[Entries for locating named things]
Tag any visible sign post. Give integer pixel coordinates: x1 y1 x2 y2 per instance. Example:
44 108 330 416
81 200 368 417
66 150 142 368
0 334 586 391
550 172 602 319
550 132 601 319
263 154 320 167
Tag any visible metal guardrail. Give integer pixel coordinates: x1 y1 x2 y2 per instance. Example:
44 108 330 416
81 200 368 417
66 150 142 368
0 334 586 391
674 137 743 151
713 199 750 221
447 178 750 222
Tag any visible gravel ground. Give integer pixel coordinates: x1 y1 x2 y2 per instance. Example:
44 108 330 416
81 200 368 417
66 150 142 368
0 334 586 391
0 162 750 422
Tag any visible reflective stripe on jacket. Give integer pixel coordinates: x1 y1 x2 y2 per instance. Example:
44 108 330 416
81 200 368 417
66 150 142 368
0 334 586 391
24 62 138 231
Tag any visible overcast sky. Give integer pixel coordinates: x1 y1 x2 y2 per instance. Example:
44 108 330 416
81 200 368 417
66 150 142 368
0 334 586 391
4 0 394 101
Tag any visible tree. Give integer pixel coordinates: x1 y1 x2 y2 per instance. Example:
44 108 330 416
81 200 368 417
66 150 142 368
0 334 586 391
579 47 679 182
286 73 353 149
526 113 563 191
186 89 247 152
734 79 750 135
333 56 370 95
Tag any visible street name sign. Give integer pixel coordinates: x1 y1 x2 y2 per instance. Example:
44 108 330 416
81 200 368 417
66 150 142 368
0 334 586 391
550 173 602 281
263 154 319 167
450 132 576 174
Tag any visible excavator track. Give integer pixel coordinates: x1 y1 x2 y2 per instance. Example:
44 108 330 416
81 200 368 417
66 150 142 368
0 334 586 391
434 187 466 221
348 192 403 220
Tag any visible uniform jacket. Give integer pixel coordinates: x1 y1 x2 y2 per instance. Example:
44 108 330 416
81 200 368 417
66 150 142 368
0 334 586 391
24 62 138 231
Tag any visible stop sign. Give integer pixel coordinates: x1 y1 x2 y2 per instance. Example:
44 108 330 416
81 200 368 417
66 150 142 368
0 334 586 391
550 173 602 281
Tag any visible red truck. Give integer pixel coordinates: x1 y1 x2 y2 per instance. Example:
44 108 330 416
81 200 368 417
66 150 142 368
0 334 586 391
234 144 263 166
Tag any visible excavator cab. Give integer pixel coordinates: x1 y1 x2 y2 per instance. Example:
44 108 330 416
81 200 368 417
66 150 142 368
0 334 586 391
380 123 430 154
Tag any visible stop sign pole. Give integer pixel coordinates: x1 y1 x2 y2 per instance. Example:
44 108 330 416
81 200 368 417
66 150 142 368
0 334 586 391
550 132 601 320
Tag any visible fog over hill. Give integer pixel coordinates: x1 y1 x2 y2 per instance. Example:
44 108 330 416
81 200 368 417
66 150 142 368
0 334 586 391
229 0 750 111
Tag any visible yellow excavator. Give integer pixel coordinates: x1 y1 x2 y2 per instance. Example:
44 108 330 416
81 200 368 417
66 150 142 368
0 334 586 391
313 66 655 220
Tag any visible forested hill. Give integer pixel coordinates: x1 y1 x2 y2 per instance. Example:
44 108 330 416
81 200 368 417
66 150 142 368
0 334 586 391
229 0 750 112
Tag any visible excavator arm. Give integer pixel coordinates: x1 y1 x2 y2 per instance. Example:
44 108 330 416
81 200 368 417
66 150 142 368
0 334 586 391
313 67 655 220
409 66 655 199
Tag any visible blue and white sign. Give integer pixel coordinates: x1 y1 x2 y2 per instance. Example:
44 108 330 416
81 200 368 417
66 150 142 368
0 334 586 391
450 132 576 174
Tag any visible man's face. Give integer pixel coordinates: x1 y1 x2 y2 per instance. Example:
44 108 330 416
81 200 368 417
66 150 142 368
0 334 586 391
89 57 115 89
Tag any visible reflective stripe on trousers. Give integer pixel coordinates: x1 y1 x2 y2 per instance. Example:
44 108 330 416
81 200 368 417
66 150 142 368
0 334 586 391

Task to complete
Copy all of the lines above with no changes.

Answer
Tag any visible sign post. Give integer pixel coordinates: x1 y1 x2 y2 per instance. Example:
44 108 330 416
81 200 368 417
66 150 142 368
0 334 586 391
550 172 602 319
550 132 601 319
263 154 320 167
Tag any visible metal guardrail. Give integer pixel coordinates: x1 y1 x2 y2 per instance. Example:
44 108 330 416
81 200 368 417
66 150 142 368
0 334 586 391
674 137 743 151
713 199 750 221
447 178 750 222
Tag any visible gravel ground. Give integer pixel coordinates: x1 y1 x2 y2 per instance. Example:
44 108 330 416
81 200 368 417
66 150 142 368
0 334 586 391
0 162 750 422
Tag any visible reflective stripe on jacket. Give integer pixel coordinates: x1 y1 x2 y2 per instance. Example:
44 108 330 416
81 200 368 417
66 150 142 368
0 334 586 391
24 62 138 231
Tag any visible overcast sky. Give integer pixel coordinates: x1 y1 x2 y2 per instance. Example:
44 108 330 416
81 200 368 417
66 150 142 368
0 334 586 391
4 0 394 101
Tag any visible tree. Give integer pixel coordinates: x1 y1 x2 y2 per instance. Example:
44 108 330 416
81 200 368 417
66 150 142 368
0 334 586 391
579 47 679 182
286 73 353 149
526 113 563 191
186 89 247 152
734 79 750 135
333 56 370 95
Tag any visible street name sign. Give integer pixel coordinates: x1 y1 x2 y2 per instance. Example:
44 108 330 416
81 200 368 417
66 150 142 368
0 334 586 391
550 173 602 281
263 154 319 167
450 132 576 174
Tag any visible excavator track. Give integer pixel coordinates: x1 y1 x2 y2 per instance. Example:
44 108 330 416
81 200 368 417
66 150 142 368
0 334 586 391
434 187 466 221
348 192 403 220
Tag any visible uniform jacket. Give integer pixel coordinates: x1 y1 x2 y2 per instance. Example:
44 108 330 416
81 200 368 417
66 150 142 368
0 334 586 391
24 62 138 231
Tag any visible stop sign. Give integer pixel coordinates: x1 y1 x2 y2 per instance. Example:
44 108 330 416
81 200 368 417
66 150 142 368
0 334 586 391
550 173 602 281
Tag any visible red truck. Give integer pixel coordinates: x1 y1 x2 y2 per instance. Example:
44 108 330 416
81 200 368 417
66 150 142 368
0 334 586 391
234 144 263 166
Tag any visible excavator cab. Give integer pixel coordinates: x1 y1 x2 y2 per instance. Example:
44 108 330 416
81 200 368 417
66 150 142 368
0 334 586 391
380 123 430 154
Tag any visible stop sign pole. Give integer pixel coordinates: x1 y1 x2 y2 per instance. Example:
44 108 330 416
81 200 368 417
66 150 142 368
0 334 586 391
550 132 601 320
Tag any visible fog over hill. Give integer pixel coordinates: x1 y1 x2 y2 per instance. Example:
44 108 330 416
81 200 368 417
66 150 142 368
0 334 586 391
229 0 750 111
Tag any visible yellow excavator. Give integer pixel coordinates: x1 y1 x2 y2 per instance. Example:
44 108 330 416
81 200 368 417
66 150 142 368
0 334 586 391
313 66 655 220
Tag any visible forested hill. Give integer pixel coordinates: x1 y1 x2 y2 per instance. Example:
44 108 330 416
81 200 368 417
66 150 142 368
0 334 586 391
229 0 750 112
Tag any visible excavator arm. Give integer pixel coordinates: x1 y1 x2 y2 per instance. Example:
44 108 330 416
81 200 368 417
66 150 142 368
0 334 586 391
313 67 655 220
409 66 655 199
Tag any visible blue and white sign. Give integer pixel coordinates: x1 y1 x2 y2 per instance. Example:
44 108 330 416
81 200 368 417
66 150 142 368
0 334 586 391
450 132 576 174
Tag any visible man's face. Give integer pixel coordinates: x1 y1 x2 y2 per instance. Example:
44 108 330 416
81 200 368 417
66 150 142 368
0 334 586 391
89 57 115 89
Tag any visible reflective stripe on trousers. Give integer pixel coordinates: x1 y1 x2 y2 per instance. Example:
44 108 330 416
81 200 368 417
66 150 142 368
0 334 586 391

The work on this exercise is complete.